Text shown -
================

Marcel wants to use different textures! He pressure cooks garbanzo beans in black sesame tahini, fries some other chickpeas, sticks in a crispy pita, and serves them in a bowl held in place on the plate by raw chickpeas! Oh no! He calls it “Chickpeas three ways with black tahini” and one of the judges calls it a parfait, which is cute! But they let him have it for using the raw chickpeas as a sandbag! “Rubbish” says Simon! Zakarian thinks it is completely odd but completely delightful! He is safe!

Amanda is happy with this challenge since she uses Mediterranean ingredients a lot! She makes a spinach falafel with a hummus flan and some marcona almond tahini and a crispy green salad! Then he worries she might have put one too many things on the plate! She puts baking soda in her falafel to keep it light, that is interesting! Many recipes use baking powder. She tells them she took apart the elements and brought in Indian fare (Indian?). Simon likes the individual elements but they do not work together! Donatella loves it more than the original! And poor Amanda, her dish was beautiful but not innovative so she is in the showdown!

Taco Group:

Alex makes Maseca-battered squash blossoms and yellowtail crudo with a grapefruit sorbet. Other than the Maseca I have no idea what any of that has to do with tacos! But it sounds classy, and I want some grapefruit sorbet right now! Just typing it makes me crave it! She made the sorbet because she screwed up ice cream once before, she over-turned it, and she wants to redeem herself! But she almost over-turns it again, and Alton tells her, “When redeeming yourself, it is important not to damn yourself again!” Zakarian loves it! Donatella calls it sublime and gutsy and is impressed that the batter is not greasy! Simon would never equate this with tacos, and he loves the sorbet but he is not sure about the crudo! Alex is the group winner!

Spike wants everyone to know that Alex made a mistake putting him in the same group with her (it probably means she considers him easier competition) because he is In The Zone! I see, that is why you were in the showdown last week, that is the zone you are in, you little twerp! I do not usually get mean, I am not a mean Zin, but Spike annoys me, he is the Paris Hilton of the culinary world! He makes a fish taco using crushed corn tortillas to crust the fish and puts the other ingredients on a composed plate, which does not sound like a very good Zone! He tops them with corn sauce and includes avocado balls. Donatella loves the heat and the crust, and the fish is light. Zakarian calls it a solid dish but it needs another level of innovation. Simon tells him to leave the melon baller at home, this is Next Iron Chef, not Next Home Dinner Party Cook! I actually thought the avocado balls were a good idea and I was thinking about making them that way, tossed in vinaigrette, served with tomatoes and cheese for my next salad, but then again I am a home cook so their point is good! But Spike is safe!

================

Listed entries -
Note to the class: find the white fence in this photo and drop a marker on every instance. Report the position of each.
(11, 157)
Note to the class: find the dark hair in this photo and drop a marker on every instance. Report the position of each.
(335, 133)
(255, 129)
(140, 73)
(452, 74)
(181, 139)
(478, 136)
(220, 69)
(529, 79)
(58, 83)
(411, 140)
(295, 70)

================

Exercise -
Answer these about the cooking-competition recap:
(a) What holds Marcel's bowl in place on the plate?
(b) What does Amanda put in her falafel to keep it light?
(c) Which judge tells Spike to leave the melon baller at home?

Worked answer -
(a) Raw chickpeas
(b) Baking soda
(c) Simon